EXERCISE → Pull out every line with the word "target" from the entries below.

MATERIAL PROVIDED →
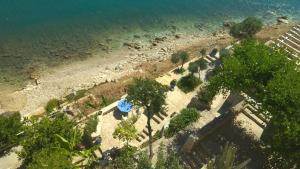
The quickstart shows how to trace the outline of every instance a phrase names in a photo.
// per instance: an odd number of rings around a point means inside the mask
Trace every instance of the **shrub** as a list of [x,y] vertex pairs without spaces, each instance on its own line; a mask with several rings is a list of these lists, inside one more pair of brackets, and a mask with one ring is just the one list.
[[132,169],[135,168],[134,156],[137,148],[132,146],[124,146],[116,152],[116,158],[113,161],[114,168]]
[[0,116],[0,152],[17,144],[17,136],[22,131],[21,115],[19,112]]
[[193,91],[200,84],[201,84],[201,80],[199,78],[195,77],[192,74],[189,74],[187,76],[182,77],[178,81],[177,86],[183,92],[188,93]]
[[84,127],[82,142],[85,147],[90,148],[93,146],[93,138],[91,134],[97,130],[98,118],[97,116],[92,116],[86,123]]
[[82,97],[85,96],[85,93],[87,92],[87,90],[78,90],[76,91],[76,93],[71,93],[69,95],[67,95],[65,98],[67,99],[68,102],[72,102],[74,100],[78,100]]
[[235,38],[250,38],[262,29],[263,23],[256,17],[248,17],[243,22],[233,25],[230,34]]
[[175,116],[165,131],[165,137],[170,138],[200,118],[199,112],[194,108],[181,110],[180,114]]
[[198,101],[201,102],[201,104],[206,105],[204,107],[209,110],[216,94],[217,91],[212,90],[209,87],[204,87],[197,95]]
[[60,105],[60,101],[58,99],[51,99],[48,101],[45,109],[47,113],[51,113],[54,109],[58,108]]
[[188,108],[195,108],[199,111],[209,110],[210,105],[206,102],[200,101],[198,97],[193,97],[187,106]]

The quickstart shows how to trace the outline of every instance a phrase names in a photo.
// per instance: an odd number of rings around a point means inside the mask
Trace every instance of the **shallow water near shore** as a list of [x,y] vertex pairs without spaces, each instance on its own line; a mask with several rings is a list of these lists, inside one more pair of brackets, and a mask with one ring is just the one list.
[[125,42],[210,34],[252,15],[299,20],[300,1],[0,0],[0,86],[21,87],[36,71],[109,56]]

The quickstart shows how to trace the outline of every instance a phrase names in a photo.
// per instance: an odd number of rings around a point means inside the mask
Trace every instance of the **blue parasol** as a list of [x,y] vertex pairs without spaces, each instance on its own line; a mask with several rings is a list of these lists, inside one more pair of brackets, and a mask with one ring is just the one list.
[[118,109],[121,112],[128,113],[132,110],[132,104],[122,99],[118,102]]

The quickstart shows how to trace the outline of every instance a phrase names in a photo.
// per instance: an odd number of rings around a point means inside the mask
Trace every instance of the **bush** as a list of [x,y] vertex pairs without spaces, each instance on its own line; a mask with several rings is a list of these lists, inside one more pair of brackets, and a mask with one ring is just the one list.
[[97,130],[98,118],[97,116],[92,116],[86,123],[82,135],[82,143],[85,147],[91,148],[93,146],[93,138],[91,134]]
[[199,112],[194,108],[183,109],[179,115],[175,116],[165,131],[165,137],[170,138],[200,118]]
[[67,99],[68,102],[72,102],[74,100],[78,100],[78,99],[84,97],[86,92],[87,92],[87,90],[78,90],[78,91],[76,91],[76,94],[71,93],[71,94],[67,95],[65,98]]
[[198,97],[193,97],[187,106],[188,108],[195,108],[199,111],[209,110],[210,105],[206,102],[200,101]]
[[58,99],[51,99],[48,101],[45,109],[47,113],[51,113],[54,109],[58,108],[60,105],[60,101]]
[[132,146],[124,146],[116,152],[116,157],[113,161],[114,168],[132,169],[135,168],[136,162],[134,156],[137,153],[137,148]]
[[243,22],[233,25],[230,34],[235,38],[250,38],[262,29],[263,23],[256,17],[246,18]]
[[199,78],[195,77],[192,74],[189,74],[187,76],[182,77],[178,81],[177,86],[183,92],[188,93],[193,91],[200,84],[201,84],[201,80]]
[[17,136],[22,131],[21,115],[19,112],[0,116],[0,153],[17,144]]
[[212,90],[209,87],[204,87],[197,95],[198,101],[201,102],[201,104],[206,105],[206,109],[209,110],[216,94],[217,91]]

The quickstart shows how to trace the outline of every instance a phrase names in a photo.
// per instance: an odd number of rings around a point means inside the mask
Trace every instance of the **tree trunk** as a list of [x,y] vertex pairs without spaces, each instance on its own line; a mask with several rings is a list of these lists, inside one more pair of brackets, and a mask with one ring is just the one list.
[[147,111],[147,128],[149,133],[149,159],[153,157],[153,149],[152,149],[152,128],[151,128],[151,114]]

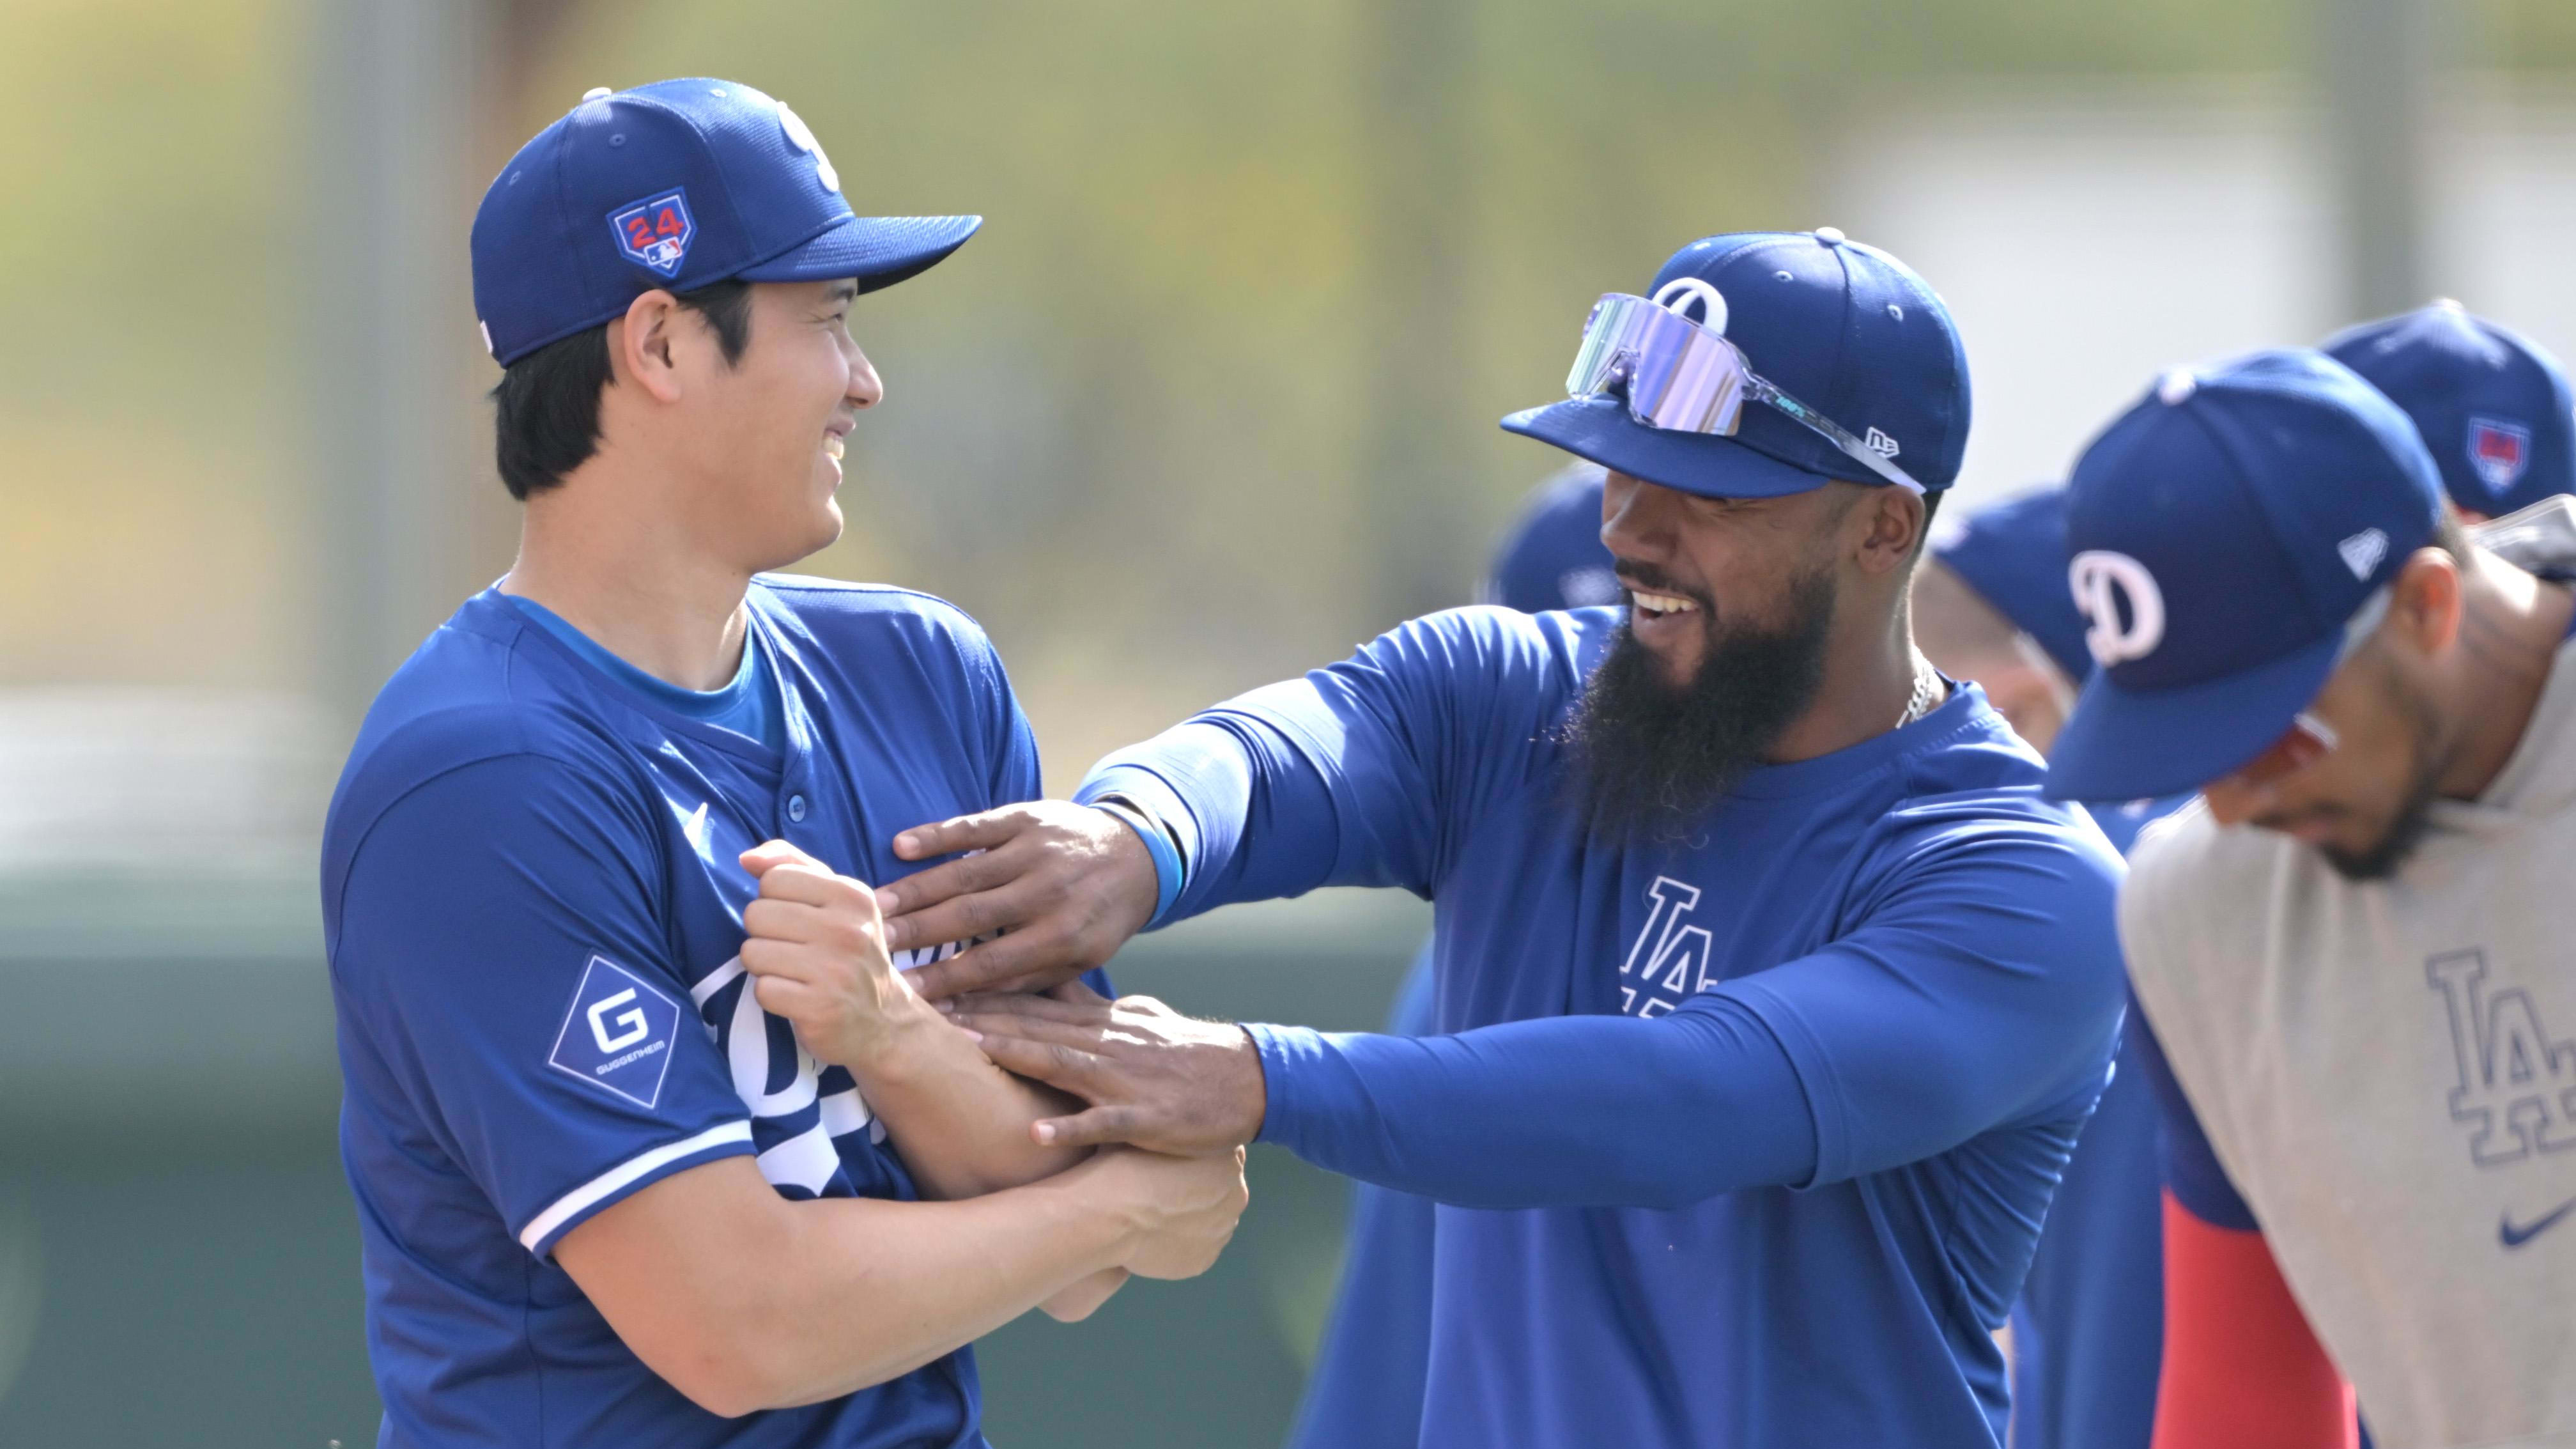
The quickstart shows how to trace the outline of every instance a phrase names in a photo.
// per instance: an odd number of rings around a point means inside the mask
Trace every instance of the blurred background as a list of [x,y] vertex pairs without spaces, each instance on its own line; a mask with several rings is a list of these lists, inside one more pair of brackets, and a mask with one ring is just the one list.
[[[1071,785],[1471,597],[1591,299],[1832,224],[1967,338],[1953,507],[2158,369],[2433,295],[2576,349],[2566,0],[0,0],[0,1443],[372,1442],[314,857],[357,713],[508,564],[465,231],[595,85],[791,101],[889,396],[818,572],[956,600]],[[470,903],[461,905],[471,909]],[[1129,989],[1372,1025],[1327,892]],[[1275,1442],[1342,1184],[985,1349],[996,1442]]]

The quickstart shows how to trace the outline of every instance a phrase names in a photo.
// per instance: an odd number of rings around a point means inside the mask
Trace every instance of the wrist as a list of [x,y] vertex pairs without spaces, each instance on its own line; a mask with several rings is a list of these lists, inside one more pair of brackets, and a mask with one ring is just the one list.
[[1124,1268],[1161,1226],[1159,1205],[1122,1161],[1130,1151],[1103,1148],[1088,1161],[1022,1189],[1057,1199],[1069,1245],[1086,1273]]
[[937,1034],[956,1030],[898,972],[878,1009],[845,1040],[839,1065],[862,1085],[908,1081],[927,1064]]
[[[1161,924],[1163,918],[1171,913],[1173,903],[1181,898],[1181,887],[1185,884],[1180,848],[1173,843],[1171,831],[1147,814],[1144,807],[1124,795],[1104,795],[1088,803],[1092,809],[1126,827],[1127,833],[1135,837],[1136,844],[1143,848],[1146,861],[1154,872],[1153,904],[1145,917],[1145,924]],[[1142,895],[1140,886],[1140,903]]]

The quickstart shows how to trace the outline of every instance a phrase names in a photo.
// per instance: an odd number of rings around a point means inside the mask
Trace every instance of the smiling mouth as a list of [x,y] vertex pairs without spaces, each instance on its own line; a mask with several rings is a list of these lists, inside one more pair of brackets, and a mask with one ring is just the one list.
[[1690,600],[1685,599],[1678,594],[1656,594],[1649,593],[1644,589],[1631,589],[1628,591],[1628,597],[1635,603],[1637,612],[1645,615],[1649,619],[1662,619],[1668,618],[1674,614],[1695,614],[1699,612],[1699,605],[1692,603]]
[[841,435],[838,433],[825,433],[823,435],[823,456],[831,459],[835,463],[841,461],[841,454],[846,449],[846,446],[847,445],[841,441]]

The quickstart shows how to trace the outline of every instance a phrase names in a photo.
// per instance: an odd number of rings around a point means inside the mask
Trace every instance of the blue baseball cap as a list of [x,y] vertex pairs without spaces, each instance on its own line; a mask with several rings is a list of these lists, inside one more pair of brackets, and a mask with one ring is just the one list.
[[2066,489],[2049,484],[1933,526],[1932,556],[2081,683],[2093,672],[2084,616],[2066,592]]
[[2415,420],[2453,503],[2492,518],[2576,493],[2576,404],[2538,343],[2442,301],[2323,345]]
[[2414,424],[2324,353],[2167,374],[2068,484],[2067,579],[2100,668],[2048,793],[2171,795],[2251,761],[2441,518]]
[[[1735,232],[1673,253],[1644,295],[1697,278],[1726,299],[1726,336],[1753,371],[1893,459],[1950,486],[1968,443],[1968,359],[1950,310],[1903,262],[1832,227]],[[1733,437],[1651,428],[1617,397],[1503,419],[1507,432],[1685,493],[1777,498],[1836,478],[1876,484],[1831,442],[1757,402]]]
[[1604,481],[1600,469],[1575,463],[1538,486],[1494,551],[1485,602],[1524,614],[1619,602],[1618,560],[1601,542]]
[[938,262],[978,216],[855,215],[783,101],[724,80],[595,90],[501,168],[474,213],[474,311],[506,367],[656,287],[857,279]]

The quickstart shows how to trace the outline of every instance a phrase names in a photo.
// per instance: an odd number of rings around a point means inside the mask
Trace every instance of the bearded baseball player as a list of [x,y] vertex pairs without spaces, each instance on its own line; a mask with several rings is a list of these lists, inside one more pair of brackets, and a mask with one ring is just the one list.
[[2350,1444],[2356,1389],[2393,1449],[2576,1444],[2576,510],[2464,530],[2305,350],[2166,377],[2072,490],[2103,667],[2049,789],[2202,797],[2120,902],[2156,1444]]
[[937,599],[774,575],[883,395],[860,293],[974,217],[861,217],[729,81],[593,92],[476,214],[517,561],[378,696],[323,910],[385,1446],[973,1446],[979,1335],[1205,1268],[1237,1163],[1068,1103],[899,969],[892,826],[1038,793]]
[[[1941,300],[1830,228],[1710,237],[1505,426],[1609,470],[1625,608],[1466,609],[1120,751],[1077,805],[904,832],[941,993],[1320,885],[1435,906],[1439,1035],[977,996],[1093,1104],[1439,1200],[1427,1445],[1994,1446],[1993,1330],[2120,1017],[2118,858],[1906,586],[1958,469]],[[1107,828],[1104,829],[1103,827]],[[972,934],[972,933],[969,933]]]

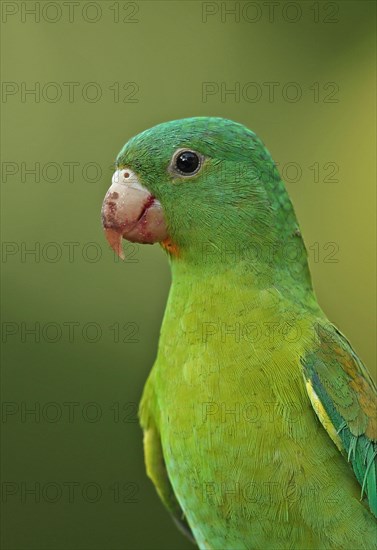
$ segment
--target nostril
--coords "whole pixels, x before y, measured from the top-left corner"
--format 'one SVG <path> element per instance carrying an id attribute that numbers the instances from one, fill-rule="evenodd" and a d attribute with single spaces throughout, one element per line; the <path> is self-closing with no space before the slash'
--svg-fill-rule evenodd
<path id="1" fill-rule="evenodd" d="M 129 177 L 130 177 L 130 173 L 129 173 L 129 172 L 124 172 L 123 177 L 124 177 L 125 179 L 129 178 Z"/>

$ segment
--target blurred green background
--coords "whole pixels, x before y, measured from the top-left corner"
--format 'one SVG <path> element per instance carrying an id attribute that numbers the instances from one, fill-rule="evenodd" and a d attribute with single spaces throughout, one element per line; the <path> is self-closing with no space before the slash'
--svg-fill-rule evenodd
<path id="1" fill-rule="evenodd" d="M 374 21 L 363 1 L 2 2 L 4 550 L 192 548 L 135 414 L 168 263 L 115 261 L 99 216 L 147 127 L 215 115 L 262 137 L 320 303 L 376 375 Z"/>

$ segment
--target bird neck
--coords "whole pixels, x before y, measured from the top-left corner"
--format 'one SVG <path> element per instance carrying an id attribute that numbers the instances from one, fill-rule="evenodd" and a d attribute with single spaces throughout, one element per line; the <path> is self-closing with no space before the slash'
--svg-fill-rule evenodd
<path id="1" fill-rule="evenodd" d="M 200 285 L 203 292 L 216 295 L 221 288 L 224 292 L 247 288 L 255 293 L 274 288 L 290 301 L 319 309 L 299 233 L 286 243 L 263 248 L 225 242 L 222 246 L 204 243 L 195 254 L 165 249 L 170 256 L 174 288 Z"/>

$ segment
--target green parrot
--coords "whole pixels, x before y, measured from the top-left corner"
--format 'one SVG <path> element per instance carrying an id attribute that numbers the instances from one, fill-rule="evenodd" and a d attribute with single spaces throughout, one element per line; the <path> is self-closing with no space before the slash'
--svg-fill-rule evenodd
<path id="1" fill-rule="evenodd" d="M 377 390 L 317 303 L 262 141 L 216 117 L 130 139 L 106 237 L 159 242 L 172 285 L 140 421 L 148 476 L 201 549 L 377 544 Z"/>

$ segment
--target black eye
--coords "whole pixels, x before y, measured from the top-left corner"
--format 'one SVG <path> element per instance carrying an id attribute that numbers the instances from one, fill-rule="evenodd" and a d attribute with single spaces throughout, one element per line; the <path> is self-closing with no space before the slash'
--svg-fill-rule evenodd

OUTPUT →
--target nostril
--target blurred green background
--target bird neck
--target green parrot
--target black eye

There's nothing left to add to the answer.